-- START DATA SHOWN --

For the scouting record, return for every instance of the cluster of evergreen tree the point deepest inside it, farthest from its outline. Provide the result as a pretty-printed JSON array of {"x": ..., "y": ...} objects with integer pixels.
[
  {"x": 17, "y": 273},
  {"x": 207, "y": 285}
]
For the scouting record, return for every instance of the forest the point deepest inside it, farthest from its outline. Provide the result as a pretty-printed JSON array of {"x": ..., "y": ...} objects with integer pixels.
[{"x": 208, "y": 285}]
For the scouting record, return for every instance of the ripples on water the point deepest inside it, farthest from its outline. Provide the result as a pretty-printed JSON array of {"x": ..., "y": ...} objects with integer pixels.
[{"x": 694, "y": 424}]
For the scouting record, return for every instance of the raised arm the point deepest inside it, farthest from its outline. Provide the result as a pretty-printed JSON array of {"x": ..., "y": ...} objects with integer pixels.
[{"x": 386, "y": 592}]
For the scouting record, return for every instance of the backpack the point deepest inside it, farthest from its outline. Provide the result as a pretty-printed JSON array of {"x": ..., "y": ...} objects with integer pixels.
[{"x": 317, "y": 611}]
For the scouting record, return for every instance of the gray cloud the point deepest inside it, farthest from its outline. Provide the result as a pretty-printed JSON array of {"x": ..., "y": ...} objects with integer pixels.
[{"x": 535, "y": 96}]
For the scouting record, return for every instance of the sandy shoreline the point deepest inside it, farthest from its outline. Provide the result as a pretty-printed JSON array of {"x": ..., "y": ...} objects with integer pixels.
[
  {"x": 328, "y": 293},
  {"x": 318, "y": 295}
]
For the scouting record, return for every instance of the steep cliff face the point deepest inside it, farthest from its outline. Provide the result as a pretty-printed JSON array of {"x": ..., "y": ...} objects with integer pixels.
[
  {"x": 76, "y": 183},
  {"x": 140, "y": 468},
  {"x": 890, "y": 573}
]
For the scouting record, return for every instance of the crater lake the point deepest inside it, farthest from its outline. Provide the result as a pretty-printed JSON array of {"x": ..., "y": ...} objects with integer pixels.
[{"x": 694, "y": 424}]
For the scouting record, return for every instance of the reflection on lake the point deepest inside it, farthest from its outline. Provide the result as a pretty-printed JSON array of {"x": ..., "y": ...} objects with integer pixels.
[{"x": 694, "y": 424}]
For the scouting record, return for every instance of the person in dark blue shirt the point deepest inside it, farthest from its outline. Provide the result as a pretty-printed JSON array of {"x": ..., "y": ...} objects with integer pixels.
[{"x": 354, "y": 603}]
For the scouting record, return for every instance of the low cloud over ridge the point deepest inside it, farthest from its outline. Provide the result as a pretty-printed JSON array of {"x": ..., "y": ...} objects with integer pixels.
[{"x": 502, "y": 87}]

-- END DATA SHOWN --

GIVEN PROBLEM
Recast the records from the line containing "For the scouting record, return for every instance of the person" through the end of the records as a two-column CSV with the headers prompt_text and marked_point. Give one row per record, putting its text and its answer each in a single quoted field with any line breaks replaced by spaces.

SOLUTION TO THE EXERCISE
prompt_text,marked_point
"For the scouting record, return for every instance of the person in dark blue shirt the point deepest inside it, farthest from its outline. Provide the result as a pretty-printed JSON array of {""x"": ..., ""y"": ...} objects with integer pixels.","[{""x"": 354, ""y"": 603}]"
"For the scouting record, return for every instance of the low cloud over ridge the point deepest inside it, farthest from its outline. Provide the result as a pretty-printed JSON array of {""x"": ..., ""y"": ...} objects with integer pixels.","[{""x"": 502, ""y"": 87}]"